## Exercise instructions
Collect every line of the records below that contains the string "cloth", matching case exactly.

* * *

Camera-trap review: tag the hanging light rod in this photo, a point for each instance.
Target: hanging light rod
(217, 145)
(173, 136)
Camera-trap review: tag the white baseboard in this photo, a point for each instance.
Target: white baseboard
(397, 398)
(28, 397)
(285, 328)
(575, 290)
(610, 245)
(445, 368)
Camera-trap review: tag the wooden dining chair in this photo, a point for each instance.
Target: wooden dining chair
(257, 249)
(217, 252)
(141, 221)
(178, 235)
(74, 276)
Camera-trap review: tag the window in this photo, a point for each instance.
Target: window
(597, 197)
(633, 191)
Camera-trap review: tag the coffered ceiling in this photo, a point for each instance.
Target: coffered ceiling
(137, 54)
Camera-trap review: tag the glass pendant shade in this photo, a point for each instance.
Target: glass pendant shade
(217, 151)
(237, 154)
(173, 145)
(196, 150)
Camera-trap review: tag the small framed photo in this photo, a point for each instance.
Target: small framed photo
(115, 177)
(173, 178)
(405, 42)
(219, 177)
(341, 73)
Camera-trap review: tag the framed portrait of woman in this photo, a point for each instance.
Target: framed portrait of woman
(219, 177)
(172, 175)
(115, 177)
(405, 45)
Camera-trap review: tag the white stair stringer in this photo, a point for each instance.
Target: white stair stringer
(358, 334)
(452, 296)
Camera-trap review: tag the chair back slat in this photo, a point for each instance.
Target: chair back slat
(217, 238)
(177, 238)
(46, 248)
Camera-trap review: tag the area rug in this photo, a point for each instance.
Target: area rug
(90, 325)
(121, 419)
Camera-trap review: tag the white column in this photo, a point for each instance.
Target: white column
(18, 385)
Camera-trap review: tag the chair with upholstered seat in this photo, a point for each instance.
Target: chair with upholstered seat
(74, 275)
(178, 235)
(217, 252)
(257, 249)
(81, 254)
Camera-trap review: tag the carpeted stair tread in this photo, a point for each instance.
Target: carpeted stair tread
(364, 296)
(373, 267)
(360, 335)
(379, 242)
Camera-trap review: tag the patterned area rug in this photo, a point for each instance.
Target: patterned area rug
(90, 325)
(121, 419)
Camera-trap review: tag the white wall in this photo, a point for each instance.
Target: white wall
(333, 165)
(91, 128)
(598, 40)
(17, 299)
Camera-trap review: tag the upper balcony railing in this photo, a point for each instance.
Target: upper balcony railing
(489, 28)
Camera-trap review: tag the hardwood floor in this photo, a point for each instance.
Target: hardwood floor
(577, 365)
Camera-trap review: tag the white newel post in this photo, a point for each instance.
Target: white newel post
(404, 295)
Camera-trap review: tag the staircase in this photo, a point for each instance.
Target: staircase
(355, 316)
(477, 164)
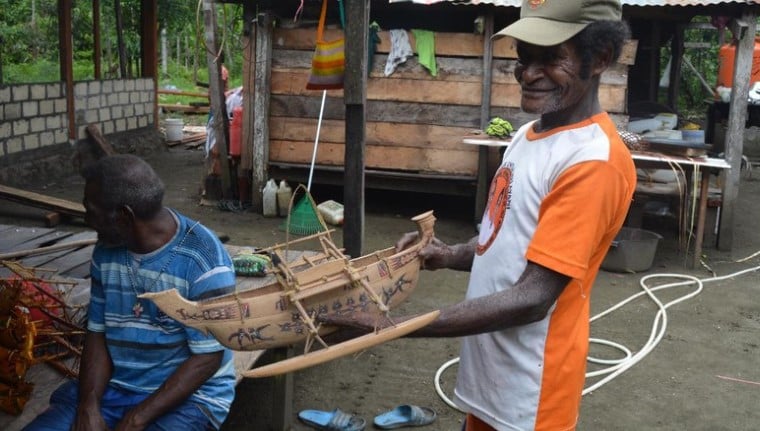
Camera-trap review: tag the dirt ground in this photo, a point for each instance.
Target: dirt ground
(703, 374)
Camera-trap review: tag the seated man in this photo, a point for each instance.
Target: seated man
(141, 369)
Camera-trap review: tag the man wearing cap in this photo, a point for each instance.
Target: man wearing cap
(557, 200)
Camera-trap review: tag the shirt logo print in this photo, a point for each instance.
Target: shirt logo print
(499, 198)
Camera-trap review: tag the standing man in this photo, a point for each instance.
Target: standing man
(141, 369)
(557, 200)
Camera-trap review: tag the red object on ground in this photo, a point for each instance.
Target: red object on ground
(236, 131)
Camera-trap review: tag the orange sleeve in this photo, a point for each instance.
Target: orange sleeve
(586, 202)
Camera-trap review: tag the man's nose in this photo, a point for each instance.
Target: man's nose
(529, 72)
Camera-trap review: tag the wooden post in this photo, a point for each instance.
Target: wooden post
(219, 125)
(355, 98)
(249, 68)
(67, 59)
(737, 116)
(120, 39)
(260, 112)
(149, 45)
(676, 55)
(654, 61)
(485, 115)
(96, 37)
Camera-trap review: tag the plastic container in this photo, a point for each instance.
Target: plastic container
(697, 136)
(284, 193)
(726, 56)
(269, 199)
(331, 212)
(632, 250)
(174, 128)
(236, 131)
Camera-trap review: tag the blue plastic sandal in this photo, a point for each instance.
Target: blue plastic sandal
(336, 420)
(405, 416)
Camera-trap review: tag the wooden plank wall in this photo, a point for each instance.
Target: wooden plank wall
(415, 122)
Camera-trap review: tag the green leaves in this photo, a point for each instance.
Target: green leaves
(499, 128)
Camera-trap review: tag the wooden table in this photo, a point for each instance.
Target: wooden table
(699, 169)
(692, 165)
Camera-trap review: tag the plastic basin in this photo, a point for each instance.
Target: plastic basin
(632, 250)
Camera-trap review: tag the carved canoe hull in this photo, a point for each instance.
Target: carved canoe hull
(281, 313)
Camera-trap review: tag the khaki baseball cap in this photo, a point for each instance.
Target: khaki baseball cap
(551, 22)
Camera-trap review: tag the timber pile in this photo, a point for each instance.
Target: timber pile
(415, 122)
(38, 200)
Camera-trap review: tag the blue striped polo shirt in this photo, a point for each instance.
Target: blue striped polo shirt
(146, 345)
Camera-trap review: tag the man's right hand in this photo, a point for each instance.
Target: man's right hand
(433, 256)
(438, 255)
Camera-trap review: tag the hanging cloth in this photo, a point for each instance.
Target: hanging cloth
(372, 40)
(426, 49)
(399, 52)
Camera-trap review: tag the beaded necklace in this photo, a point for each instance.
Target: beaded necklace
(138, 309)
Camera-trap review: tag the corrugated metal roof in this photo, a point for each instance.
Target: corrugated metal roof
(517, 3)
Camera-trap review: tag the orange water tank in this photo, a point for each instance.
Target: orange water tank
(236, 131)
(726, 64)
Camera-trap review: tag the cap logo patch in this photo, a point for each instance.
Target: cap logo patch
(535, 4)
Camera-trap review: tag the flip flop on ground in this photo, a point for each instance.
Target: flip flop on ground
(336, 420)
(406, 415)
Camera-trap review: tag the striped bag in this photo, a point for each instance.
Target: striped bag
(328, 63)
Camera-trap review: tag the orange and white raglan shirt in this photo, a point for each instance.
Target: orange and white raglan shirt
(558, 199)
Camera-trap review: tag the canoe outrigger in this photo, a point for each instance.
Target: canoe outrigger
(283, 311)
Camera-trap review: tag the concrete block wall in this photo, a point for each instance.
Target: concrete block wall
(113, 105)
(32, 116)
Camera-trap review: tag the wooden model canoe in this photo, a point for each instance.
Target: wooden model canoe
(283, 312)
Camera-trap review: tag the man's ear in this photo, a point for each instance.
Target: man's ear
(602, 61)
(127, 214)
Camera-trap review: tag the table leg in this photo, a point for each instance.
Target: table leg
(282, 413)
(481, 192)
(699, 238)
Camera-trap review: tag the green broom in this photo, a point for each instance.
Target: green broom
(303, 218)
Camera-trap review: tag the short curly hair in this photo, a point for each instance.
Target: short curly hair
(125, 179)
(597, 37)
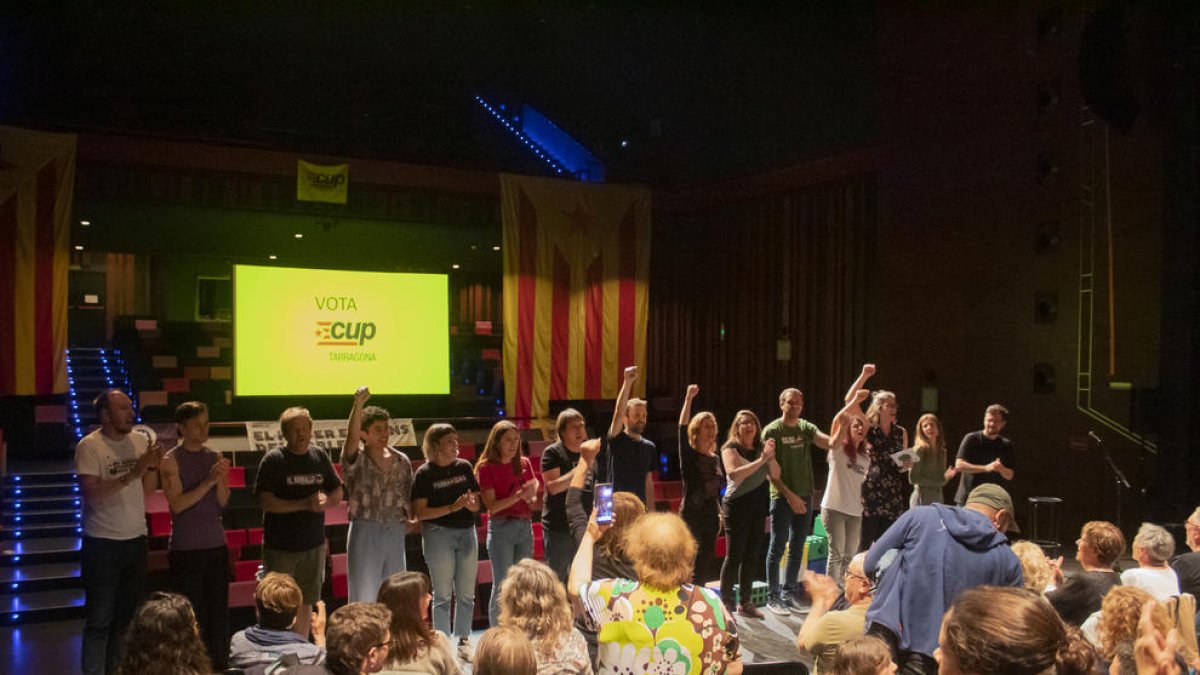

* * *

## Expected answer
Camera-trap review: tag the hanging cloth in this photo, a point for each instance.
Target: hanging cloth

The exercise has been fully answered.